- [Your goal]: In the article on employers watching for fraud, repeat word for word the passage starting at "By Stephanie Armour" and ending at "a car engine.".

- [Text provided]:

--*--

Employers on lookout for fraud

By Stephanie Armour
USA Today

Cost-cutting employers are increasingly scrutinizing workers' phone calls, corporate credit-card charges and expense reports.

Often, they're getting an eyeful:

  • Investigations by inspectors general and the General Accounting Office have found hundreds of thousands of dollars in credit-card abuses by government workers.

    A May GAO report warned of "a lax control environment" that led to fraud and abuse. Workers used credit cards for online porn visits, Louis Vuitton purses, a home stereo system and a car engine.

  • A former secretary at New York-based Bear Stearns pleaded guilty this year to using erasable ink to cheat her boss out of about $800,000.

    Anamarie Giambrone allegedly wrote personal checks on a managing director's behalf, then erased the payee's name. She faces two to six years in prison.

  • Dallas-based commercial hauler Bluebonnet Waste Control gave drivers two-way radios that could double as wireless phones but took away the phone privileges because too many personal calls were made.

    "You can tell them not to call their wife every five minutes, but you can't do anything to stop their wife from calling them," says Lynne Lueb, a treasurer for the company, adding that the safety of drivers also was a concern.

Employers are instituting controls to thwart unexpected expenses, experts say. One example: Nearly 45 percent of employers monitor the time that workers spend on the phone and the numbers called, according to an American Management Association study.

That's up from 35 percent in 1994. Many get logs of all phone calls made by an employee and review them line by line for personal calls.

Businesses will lose an estimated 6 percent of revenue — $600 billion this year — because of employee fraud and abuse, according to an April report by the Austin, Tex.-based Association of Certified Fraud Examiners.

"It's hard to look at the people you work with as thieves, but losses in small businesses can be catastrophic," says Joseph Wells, association chairman.

--*--

- [Raw data]:
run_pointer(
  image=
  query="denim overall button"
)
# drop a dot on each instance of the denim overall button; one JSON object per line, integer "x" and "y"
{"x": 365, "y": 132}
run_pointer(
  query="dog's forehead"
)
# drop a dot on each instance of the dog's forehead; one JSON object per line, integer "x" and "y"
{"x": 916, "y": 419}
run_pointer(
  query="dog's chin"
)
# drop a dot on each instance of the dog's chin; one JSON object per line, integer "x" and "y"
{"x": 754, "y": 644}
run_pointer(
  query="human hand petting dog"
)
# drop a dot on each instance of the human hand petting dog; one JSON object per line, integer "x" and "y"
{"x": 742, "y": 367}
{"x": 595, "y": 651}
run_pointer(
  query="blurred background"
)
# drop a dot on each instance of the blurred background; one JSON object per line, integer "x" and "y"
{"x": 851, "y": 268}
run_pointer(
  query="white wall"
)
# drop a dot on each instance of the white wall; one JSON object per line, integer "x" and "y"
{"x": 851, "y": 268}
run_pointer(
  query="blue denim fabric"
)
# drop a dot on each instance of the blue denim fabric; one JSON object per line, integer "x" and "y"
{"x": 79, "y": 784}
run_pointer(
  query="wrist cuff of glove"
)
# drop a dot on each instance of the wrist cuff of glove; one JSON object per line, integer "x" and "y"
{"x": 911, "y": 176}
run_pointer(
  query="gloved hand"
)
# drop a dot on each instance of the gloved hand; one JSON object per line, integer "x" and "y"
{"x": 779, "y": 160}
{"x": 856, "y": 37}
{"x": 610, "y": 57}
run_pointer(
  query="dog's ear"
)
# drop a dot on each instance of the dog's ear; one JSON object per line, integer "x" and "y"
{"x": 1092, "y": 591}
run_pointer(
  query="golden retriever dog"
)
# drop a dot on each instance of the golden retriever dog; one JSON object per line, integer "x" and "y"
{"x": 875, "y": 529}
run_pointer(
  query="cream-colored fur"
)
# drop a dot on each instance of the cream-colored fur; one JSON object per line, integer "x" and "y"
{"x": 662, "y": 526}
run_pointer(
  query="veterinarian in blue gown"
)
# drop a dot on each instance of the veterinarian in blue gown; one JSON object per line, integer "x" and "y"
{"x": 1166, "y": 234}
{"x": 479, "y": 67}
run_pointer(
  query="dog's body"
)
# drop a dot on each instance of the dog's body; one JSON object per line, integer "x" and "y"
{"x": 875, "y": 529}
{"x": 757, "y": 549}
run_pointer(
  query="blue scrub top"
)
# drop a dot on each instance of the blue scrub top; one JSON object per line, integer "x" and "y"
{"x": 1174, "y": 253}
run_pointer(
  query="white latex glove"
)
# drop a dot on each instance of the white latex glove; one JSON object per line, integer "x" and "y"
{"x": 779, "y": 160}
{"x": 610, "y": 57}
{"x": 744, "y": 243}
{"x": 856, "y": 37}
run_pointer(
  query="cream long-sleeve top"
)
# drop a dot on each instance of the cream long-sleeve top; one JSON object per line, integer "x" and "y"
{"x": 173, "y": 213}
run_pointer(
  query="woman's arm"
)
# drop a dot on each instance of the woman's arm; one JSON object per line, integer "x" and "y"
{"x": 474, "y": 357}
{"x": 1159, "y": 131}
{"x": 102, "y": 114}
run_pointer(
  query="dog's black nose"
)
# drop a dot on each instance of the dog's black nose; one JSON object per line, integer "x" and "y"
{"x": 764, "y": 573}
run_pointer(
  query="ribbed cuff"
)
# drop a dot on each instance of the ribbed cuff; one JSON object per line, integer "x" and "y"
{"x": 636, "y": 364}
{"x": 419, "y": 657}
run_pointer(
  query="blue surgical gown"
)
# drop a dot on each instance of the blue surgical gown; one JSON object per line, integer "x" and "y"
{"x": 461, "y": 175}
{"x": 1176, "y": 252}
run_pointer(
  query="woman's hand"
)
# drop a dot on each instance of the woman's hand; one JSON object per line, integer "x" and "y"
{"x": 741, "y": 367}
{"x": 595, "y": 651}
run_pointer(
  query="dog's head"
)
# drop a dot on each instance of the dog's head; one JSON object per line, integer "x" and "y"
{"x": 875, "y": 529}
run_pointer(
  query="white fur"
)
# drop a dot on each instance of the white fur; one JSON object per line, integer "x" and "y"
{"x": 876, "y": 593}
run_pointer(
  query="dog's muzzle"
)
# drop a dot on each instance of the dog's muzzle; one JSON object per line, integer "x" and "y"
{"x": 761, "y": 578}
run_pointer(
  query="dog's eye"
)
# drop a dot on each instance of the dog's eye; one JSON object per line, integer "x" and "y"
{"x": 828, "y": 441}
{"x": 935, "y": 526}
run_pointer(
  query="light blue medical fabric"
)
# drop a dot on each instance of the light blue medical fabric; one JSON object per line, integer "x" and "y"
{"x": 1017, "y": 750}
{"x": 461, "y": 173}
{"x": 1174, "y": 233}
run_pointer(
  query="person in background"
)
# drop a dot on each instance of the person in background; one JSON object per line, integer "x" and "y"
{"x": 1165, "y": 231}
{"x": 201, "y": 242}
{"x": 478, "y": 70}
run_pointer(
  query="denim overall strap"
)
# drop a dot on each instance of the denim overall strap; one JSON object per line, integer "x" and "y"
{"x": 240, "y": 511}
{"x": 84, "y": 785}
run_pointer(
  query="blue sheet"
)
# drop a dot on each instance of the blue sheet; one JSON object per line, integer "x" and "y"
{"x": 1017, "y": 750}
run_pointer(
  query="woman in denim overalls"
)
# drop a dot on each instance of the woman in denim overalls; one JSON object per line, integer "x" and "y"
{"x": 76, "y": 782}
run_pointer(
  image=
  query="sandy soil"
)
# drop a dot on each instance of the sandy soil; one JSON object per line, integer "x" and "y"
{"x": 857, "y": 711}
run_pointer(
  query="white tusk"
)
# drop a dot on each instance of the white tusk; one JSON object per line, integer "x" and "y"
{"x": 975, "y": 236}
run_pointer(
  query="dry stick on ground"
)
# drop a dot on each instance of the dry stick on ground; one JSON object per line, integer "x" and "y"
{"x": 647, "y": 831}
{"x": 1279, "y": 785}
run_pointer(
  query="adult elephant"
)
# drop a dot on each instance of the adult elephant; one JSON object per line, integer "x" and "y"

--*--

- [Response]:
By Stephanie Armour
USA Today

Cost-cutting employers are increasingly scrutinizing workers' phone calls, corporate credit-card charges and expense reports.

Often, they're getting an eyeful:

  • Investigations by inspectors general and the General Accounting Office have found hundreds of thousands of dollars in credit-card abuses by government workers.

    A May GAO report warned of "a lax control environment" that led to fraud and abuse. Workers used credit cards for online porn visits, Louis Vuitton purses, a home stereo system and a car engine.